-- Exercise --
Copy out the records below without any change, taking everything from the line that contains "Check that each instance of the eyebrow" down to the end of the records.

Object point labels
****************************************
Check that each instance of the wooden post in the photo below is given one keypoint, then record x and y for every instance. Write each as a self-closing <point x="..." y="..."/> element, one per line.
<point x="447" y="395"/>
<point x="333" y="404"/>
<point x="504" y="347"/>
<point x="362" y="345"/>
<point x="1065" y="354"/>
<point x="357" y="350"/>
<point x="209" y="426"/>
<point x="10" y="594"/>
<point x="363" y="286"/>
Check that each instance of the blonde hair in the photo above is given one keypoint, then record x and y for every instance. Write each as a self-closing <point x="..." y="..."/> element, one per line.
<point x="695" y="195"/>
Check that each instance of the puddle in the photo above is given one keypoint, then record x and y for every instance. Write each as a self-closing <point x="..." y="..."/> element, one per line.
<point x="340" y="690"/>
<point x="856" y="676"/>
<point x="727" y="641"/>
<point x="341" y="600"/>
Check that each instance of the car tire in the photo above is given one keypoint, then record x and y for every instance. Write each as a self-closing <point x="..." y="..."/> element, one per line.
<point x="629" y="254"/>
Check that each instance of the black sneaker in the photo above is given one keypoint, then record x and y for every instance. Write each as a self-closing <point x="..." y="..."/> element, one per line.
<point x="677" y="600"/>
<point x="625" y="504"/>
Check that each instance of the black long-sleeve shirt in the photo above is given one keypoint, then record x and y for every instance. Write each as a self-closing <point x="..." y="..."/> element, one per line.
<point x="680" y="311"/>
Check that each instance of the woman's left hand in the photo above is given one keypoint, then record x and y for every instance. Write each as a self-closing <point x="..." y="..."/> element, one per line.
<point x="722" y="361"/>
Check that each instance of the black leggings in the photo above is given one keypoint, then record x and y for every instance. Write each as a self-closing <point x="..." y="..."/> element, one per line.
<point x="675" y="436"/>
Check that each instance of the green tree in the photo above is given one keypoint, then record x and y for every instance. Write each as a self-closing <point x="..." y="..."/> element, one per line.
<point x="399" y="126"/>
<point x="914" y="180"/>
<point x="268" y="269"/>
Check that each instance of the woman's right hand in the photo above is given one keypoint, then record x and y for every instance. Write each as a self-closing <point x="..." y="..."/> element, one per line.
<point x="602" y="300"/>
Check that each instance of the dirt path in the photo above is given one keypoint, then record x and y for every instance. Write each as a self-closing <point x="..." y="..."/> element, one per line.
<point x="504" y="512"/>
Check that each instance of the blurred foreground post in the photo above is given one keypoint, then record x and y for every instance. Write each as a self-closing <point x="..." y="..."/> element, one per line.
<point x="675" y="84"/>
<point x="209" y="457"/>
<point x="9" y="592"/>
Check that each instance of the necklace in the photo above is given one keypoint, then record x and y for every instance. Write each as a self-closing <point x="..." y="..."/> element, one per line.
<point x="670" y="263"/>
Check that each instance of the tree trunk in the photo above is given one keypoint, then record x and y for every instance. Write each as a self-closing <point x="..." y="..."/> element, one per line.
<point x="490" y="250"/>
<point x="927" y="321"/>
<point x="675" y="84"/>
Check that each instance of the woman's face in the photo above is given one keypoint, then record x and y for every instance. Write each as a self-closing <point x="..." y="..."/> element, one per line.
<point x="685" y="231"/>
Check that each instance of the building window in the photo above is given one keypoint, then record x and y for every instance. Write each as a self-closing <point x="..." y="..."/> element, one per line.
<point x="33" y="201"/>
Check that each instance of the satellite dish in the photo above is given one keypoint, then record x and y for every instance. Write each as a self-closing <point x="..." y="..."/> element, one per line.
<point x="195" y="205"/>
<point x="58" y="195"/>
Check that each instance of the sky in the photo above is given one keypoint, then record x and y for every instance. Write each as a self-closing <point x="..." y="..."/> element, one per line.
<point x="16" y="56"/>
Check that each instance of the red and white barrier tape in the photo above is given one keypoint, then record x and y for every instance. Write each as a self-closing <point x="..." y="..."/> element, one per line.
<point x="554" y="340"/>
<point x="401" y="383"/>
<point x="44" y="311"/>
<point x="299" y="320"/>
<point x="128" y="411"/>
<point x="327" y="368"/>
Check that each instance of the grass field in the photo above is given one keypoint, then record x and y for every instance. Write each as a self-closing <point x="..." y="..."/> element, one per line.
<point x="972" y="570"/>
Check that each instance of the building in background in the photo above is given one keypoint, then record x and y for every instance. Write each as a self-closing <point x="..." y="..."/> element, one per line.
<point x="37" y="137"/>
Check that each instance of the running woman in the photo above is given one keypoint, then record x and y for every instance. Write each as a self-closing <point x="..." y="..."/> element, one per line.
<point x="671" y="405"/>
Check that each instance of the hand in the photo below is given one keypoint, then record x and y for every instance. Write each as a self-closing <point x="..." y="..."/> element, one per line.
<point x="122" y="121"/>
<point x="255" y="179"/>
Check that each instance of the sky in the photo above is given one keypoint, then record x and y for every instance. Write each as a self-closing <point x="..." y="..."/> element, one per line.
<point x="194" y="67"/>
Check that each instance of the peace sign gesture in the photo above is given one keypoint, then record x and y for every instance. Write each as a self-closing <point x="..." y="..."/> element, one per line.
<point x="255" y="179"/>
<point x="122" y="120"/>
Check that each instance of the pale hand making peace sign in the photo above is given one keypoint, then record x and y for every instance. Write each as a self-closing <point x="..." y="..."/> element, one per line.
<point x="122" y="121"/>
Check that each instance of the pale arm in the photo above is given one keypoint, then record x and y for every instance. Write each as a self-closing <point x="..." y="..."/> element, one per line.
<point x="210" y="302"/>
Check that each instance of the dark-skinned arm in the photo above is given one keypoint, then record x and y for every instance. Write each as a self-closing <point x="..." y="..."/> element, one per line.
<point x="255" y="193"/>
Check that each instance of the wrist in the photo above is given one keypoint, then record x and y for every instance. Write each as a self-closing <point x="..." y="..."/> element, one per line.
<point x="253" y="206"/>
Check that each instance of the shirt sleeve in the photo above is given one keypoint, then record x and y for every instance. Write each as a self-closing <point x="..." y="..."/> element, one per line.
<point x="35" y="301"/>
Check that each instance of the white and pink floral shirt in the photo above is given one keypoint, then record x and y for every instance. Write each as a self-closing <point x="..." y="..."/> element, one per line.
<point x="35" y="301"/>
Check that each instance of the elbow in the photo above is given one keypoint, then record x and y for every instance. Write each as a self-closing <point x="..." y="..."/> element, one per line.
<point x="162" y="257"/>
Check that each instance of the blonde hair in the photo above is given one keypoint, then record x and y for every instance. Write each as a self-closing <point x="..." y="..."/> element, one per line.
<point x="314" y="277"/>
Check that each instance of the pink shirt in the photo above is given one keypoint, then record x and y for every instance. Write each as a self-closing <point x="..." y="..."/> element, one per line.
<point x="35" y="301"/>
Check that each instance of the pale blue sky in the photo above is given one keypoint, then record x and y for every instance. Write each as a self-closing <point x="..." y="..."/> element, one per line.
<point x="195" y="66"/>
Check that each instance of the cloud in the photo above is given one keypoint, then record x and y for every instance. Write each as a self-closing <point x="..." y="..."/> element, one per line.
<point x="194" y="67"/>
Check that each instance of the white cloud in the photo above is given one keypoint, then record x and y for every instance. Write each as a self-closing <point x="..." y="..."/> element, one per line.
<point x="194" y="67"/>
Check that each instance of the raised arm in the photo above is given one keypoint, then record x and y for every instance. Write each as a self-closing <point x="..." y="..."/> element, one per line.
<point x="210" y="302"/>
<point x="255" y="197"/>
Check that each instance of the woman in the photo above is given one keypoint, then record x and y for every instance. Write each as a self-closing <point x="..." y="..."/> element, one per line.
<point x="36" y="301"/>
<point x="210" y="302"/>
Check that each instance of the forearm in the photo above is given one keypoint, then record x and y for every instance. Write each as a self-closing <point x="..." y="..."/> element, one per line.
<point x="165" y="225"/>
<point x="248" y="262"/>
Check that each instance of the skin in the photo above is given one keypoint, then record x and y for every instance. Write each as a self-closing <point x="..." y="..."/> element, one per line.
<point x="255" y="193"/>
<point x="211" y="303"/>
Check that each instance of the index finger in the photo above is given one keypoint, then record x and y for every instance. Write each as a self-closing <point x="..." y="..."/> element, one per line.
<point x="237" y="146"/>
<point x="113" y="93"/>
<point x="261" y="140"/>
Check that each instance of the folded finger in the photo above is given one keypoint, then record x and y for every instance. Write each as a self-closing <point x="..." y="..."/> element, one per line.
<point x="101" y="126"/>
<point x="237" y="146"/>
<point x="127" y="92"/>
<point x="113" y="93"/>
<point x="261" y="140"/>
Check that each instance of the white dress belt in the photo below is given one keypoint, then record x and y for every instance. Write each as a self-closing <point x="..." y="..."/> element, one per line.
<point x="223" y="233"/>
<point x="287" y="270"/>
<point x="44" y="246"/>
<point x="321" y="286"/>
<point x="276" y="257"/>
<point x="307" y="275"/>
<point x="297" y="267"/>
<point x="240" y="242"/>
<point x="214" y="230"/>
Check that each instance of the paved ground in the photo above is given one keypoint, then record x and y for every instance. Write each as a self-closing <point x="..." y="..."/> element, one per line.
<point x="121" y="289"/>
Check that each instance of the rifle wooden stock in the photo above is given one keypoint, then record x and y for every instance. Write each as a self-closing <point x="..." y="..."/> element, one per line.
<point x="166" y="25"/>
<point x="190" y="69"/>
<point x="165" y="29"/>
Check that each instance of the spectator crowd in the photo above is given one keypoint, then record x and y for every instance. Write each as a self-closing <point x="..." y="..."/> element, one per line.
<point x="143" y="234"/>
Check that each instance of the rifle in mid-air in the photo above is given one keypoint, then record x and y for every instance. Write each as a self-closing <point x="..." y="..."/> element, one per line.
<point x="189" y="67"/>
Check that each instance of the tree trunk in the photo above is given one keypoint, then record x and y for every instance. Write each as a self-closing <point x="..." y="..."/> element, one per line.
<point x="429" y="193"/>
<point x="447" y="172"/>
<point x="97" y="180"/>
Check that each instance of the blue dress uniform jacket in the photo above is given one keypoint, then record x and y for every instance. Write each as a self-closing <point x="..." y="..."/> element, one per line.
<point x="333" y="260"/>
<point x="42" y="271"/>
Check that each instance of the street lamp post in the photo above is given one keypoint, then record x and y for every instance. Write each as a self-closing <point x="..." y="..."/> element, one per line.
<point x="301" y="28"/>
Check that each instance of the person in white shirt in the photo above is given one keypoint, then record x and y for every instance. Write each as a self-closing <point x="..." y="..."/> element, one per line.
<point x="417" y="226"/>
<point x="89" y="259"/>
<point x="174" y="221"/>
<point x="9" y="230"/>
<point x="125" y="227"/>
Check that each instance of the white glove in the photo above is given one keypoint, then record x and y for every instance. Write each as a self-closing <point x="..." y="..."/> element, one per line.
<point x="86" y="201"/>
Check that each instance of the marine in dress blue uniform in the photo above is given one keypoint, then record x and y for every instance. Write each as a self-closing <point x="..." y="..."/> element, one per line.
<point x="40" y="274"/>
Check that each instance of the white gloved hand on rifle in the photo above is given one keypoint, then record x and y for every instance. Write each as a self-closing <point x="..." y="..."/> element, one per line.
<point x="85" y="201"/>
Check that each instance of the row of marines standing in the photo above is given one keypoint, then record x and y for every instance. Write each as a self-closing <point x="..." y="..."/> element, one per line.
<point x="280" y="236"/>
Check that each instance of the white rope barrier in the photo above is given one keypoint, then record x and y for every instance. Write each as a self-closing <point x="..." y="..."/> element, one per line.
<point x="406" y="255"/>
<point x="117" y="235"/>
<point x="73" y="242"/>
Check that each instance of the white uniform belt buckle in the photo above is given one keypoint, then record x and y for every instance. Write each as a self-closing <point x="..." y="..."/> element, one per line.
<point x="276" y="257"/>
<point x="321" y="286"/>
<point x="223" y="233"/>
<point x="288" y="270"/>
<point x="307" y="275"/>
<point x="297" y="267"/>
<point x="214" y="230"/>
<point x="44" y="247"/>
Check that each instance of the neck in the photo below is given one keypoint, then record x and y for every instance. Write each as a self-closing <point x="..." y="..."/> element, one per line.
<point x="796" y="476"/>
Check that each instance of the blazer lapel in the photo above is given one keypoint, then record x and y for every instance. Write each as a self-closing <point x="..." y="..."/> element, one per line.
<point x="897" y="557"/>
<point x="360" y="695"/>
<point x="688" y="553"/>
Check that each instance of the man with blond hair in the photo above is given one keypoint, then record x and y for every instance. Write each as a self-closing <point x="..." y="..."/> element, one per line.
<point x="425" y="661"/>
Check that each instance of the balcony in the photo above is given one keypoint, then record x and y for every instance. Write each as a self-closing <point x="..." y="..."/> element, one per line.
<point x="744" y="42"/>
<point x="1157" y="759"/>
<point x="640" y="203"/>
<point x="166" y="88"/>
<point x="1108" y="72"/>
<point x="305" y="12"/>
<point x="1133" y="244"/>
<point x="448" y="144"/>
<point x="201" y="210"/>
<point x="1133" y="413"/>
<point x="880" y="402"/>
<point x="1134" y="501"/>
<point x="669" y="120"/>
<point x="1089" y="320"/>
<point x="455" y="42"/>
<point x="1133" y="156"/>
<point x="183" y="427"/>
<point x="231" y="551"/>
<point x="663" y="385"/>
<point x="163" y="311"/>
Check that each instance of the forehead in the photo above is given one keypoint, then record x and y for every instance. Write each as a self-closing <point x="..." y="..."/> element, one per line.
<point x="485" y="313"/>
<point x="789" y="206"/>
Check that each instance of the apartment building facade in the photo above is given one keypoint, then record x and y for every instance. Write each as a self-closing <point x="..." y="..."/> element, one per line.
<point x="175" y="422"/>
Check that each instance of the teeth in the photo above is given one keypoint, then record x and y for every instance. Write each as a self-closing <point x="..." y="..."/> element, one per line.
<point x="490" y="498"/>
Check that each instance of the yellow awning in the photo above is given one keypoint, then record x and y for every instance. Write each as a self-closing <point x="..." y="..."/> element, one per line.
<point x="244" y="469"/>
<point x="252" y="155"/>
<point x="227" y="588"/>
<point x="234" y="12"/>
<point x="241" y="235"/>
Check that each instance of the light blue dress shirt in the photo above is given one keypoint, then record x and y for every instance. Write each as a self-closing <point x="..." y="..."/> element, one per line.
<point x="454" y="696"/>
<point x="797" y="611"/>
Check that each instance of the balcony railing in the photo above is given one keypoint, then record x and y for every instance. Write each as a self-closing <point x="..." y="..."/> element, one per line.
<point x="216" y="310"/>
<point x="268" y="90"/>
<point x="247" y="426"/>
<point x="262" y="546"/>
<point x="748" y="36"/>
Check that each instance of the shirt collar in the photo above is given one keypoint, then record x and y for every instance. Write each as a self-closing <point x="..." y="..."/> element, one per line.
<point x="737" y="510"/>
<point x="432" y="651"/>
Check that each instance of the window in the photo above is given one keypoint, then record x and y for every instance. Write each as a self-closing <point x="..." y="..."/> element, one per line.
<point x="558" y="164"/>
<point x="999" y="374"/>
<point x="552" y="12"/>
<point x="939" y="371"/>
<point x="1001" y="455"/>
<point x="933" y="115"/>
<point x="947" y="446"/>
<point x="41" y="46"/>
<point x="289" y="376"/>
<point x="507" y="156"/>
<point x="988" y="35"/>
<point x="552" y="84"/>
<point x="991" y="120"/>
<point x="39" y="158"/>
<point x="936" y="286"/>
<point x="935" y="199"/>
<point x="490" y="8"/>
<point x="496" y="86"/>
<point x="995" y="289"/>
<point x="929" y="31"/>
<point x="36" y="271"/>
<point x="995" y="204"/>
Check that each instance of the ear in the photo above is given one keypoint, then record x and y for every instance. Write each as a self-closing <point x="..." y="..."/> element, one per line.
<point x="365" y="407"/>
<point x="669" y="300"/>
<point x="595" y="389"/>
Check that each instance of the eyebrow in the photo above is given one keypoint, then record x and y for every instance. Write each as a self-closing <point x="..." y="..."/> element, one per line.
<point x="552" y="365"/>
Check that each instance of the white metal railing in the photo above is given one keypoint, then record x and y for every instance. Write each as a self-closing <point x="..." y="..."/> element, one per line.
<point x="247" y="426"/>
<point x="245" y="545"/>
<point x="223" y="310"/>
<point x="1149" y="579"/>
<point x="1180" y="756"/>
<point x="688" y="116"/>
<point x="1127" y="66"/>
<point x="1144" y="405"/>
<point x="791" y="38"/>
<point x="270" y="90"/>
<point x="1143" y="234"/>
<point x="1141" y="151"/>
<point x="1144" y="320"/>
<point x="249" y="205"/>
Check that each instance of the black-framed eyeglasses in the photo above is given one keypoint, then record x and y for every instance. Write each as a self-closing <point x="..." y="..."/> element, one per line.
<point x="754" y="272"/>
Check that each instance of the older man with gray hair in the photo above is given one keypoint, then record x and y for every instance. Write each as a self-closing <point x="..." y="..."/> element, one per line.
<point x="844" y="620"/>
****************************************
-- Written answer --
Check that each instance of the eyebrow in the photo above is given one keypoint, then record x and y for every instance. Write each as a self-closing <point x="..." y="..."/> element, one per line.
<point x="552" y="365"/>
Check that each instance of the white metal railing in the photo above is given one keypoint, then record x and y for every instance. Write each as a self-closing <point x="..." y="..."/> element, one per line.
<point x="247" y="426"/>
<point x="245" y="545"/>
<point x="223" y="310"/>
<point x="1149" y="579"/>
<point x="1180" y="756"/>
<point x="688" y="116"/>
<point x="1127" y="66"/>
<point x="1144" y="405"/>
<point x="791" y="38"/>
<point x="270" y="90"/>
<point x="1143" y="234"/>
<point x="1141" y="151"/>
<point x="1144" y="320"/>
<point x="249" y="205"/>
Check that each instance of the black-framed eyeglasses in the photo above is given one keypoint, then record x and y for every instance. Write each as a self-closing <point x="..." y="..."/> element, one per line.
<point x="754" y="272"/>
Check that each instance of the older man with gray hair in the photo above is given one keypoint, then record x and y for every instance. Write each as a self-closing <point x="..." y="..."/> element, one per line.
<point x="844" y="620"/>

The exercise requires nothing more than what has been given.